Assigned task
Set down each record below exactly as it stands. Pictures are not part of the copy.

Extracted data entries

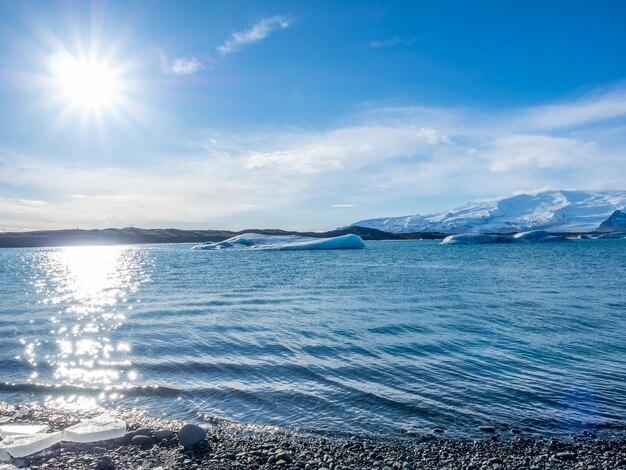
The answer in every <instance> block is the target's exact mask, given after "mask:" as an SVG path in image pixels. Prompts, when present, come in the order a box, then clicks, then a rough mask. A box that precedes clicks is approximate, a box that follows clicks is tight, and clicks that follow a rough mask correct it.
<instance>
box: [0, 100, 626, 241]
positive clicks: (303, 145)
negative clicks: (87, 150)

Solution to this problem
The answer in every <instance> block is the target's exact mask, given after "mask:" as an SVG path in image pixels. Prompts, when present, come in the order a box, then clicks, then a rough mask. A box that precedes clicks is approximate, a box that follows clicks is tight, and clicks that follow a rough mask correct it.
<instance>
box: [0, 100, 626, 241]
positive clicks: (303, 145)
negative clicks: (87, 150)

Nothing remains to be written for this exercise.